REQUIRED WORK → Return, line for line, the part of the items that opens with their first line and closes with the line containing "213L342 205L332 218L333", including both of those lines.

EXTRACTED DATA →
◇ ◇ ◇ ◇
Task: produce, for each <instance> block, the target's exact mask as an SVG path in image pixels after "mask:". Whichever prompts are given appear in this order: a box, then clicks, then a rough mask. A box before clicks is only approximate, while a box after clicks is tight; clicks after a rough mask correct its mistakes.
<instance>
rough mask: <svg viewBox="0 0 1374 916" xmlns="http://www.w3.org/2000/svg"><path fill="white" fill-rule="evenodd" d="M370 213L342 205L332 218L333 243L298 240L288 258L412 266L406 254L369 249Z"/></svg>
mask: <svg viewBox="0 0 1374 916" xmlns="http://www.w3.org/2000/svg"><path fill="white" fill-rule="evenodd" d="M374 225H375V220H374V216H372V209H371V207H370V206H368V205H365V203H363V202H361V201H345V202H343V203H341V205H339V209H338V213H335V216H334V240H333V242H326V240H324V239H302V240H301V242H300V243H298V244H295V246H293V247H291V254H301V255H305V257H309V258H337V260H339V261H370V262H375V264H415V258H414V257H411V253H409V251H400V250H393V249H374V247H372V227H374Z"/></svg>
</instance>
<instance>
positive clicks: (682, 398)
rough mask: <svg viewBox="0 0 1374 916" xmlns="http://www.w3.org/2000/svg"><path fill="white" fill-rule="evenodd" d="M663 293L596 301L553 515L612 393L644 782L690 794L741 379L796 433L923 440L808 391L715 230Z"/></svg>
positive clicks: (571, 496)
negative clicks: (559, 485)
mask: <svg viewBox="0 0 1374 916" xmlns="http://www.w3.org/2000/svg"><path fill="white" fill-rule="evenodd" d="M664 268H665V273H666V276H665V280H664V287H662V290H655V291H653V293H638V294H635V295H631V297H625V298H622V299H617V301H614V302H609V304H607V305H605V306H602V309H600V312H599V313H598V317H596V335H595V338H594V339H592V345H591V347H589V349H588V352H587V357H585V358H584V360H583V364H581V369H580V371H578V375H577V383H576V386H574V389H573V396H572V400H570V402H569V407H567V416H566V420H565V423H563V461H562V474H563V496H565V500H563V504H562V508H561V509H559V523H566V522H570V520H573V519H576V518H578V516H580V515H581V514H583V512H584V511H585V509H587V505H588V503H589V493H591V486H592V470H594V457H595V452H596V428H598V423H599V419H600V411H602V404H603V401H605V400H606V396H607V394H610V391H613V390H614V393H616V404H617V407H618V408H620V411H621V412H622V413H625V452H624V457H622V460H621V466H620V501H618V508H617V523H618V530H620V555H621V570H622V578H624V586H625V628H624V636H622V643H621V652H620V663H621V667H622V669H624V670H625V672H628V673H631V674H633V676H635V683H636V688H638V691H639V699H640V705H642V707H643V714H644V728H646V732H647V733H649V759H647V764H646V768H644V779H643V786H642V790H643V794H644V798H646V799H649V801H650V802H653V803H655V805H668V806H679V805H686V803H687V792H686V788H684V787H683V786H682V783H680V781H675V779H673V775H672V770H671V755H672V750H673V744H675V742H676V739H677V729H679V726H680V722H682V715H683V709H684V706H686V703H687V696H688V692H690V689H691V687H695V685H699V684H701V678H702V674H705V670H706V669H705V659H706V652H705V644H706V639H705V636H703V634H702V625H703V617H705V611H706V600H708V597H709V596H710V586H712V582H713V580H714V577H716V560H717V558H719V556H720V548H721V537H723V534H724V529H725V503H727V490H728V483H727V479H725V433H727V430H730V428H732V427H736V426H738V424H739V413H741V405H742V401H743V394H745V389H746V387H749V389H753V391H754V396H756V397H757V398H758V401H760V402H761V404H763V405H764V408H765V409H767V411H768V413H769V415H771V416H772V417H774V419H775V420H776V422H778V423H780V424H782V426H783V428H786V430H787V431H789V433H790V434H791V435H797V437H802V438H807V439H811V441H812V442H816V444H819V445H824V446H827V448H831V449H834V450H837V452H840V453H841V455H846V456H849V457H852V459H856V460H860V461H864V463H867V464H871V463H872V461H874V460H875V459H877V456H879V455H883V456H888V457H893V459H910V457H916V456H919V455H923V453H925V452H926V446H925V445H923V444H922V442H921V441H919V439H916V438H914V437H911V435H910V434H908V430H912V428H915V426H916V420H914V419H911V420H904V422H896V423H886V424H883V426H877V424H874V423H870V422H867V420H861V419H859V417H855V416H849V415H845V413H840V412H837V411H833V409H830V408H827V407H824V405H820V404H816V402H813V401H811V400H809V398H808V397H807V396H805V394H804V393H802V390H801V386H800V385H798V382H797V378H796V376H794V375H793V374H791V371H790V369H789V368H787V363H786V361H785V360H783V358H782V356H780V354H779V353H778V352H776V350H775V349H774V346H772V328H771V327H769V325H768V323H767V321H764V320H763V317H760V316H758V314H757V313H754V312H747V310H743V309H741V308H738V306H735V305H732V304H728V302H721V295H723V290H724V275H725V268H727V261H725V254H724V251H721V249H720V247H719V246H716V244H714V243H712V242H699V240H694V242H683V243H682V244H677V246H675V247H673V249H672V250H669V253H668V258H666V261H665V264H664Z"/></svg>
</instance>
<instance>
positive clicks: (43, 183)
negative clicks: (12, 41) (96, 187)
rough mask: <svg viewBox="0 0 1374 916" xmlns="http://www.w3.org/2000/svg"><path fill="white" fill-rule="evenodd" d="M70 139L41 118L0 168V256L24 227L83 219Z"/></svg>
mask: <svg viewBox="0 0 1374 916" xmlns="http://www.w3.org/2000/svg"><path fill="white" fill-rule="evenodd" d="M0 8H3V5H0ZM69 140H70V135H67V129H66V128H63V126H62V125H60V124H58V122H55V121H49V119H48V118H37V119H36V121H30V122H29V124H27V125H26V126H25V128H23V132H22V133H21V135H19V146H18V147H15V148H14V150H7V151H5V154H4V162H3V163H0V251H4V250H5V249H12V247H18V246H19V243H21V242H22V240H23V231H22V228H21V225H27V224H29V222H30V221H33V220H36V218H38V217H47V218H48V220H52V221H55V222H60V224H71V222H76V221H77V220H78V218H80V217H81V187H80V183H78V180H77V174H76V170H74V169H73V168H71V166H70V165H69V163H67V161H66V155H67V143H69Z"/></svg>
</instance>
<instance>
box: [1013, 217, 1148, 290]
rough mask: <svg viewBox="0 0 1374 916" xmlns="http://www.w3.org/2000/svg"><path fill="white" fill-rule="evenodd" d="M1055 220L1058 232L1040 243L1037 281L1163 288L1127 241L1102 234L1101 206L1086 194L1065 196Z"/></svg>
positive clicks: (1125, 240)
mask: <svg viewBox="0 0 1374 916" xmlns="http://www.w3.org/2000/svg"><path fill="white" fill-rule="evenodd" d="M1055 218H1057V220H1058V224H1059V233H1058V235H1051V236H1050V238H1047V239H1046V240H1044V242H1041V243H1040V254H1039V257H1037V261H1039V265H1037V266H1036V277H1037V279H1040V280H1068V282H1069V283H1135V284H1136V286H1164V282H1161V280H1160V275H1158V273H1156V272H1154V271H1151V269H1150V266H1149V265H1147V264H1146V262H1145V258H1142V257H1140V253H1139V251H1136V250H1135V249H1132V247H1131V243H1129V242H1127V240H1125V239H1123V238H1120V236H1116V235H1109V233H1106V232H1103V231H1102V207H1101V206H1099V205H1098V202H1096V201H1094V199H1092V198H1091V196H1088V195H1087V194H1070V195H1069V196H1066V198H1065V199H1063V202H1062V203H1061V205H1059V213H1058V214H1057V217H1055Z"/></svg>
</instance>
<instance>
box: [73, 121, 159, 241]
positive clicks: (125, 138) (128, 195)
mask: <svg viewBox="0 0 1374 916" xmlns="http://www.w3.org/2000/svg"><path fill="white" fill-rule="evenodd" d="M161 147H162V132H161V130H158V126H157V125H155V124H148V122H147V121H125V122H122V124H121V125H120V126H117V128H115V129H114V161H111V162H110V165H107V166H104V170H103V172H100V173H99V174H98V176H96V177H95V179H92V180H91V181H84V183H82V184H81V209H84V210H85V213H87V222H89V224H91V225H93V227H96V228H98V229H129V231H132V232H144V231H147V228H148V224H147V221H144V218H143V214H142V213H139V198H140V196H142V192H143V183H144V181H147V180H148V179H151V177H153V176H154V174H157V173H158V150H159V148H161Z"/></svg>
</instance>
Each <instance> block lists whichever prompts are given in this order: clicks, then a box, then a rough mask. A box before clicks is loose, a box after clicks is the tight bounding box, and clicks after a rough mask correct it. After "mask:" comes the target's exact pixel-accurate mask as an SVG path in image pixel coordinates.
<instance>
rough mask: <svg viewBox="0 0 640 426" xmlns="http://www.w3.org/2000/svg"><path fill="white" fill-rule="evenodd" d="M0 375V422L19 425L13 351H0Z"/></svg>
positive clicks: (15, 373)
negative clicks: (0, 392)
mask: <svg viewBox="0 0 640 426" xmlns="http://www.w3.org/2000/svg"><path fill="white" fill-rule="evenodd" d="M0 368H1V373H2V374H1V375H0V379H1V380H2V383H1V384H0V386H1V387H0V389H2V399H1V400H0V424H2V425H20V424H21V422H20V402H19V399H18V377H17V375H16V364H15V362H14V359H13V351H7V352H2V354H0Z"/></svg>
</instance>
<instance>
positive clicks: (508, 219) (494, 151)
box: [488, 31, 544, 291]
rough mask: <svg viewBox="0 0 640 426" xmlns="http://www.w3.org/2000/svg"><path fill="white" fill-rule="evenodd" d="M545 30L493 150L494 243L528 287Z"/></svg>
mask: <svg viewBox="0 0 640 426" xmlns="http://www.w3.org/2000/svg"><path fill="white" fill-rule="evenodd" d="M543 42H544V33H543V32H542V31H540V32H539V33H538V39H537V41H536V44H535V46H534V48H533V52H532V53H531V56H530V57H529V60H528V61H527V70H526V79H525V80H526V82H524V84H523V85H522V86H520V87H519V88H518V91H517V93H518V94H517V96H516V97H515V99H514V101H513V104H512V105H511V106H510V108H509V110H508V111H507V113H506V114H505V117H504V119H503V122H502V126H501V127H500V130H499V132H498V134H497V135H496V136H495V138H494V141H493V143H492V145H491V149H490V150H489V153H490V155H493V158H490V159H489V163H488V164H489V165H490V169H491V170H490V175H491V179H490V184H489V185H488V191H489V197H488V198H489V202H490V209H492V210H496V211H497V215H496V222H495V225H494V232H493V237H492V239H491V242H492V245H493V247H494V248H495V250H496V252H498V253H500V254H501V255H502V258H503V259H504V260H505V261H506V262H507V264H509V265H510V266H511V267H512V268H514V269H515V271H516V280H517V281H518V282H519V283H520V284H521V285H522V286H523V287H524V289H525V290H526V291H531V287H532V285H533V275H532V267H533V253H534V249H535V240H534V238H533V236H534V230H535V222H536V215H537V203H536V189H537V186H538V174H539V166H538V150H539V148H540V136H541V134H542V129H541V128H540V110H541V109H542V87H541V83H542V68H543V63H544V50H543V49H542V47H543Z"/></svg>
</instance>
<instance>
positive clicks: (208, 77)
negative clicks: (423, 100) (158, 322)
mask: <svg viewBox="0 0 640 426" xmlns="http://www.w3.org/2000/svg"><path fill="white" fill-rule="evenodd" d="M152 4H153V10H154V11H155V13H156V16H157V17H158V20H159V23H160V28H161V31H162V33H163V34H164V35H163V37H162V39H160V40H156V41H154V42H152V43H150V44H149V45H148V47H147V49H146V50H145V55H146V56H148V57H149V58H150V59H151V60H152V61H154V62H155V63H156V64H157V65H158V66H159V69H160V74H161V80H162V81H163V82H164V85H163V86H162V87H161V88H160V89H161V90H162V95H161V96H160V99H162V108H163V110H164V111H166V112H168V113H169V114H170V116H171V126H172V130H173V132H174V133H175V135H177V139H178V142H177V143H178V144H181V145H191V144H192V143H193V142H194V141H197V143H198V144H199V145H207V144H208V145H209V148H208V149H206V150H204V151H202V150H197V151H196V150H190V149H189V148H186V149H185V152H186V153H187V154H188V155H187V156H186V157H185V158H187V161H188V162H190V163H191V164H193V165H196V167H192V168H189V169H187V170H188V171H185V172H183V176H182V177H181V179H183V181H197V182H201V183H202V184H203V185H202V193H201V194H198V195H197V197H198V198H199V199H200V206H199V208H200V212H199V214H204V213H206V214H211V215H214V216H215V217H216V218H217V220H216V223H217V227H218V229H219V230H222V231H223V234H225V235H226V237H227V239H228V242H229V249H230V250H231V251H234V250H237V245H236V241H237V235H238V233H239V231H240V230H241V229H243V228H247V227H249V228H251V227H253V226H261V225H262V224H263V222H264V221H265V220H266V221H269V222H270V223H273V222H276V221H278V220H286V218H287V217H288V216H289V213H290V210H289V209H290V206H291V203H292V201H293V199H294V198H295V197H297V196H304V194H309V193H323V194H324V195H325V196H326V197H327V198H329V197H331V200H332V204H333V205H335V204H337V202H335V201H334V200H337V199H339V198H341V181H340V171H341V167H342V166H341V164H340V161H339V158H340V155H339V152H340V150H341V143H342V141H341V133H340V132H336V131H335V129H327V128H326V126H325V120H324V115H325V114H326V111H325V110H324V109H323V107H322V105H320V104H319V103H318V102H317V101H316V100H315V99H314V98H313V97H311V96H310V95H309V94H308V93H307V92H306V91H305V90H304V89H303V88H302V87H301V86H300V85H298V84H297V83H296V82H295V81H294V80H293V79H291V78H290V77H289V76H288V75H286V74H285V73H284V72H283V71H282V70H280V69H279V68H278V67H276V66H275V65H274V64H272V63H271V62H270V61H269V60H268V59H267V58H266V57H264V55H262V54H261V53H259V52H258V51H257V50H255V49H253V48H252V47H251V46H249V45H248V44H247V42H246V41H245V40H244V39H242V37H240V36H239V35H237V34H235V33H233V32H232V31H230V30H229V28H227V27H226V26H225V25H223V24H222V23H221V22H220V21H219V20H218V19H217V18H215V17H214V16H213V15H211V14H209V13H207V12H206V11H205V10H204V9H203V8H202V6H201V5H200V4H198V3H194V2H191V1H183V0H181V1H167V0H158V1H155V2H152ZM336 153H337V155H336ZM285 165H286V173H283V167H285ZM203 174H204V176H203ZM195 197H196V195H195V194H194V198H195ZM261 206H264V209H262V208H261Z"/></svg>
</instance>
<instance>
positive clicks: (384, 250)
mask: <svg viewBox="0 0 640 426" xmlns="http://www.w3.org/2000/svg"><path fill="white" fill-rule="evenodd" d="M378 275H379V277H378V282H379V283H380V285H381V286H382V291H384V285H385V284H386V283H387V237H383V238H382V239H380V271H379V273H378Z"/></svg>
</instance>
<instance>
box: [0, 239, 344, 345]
◇ ◇ ◇ ◇
TASK RESULT →
Task: produce, for each <instance> block, the target's exact mask as an SVG path in image pixels after "mask:". Whichever prompts are given appear in this order: a box, then clicks, then a rough mask. A box before clicks is only approximate, while a box after clicks is tight; clicks after a rough mask correct its mistakes.
<instance>
rough mask: <svg viewBox="0 0 1374 916" xmlns="http://www.w3.org/2000/svg"><path fill="white" fill-rule="evenodd" d="M370 213L342 205L332 218L333 243L298 240L288 258L412 266L406 254L369 249Z"/></svg>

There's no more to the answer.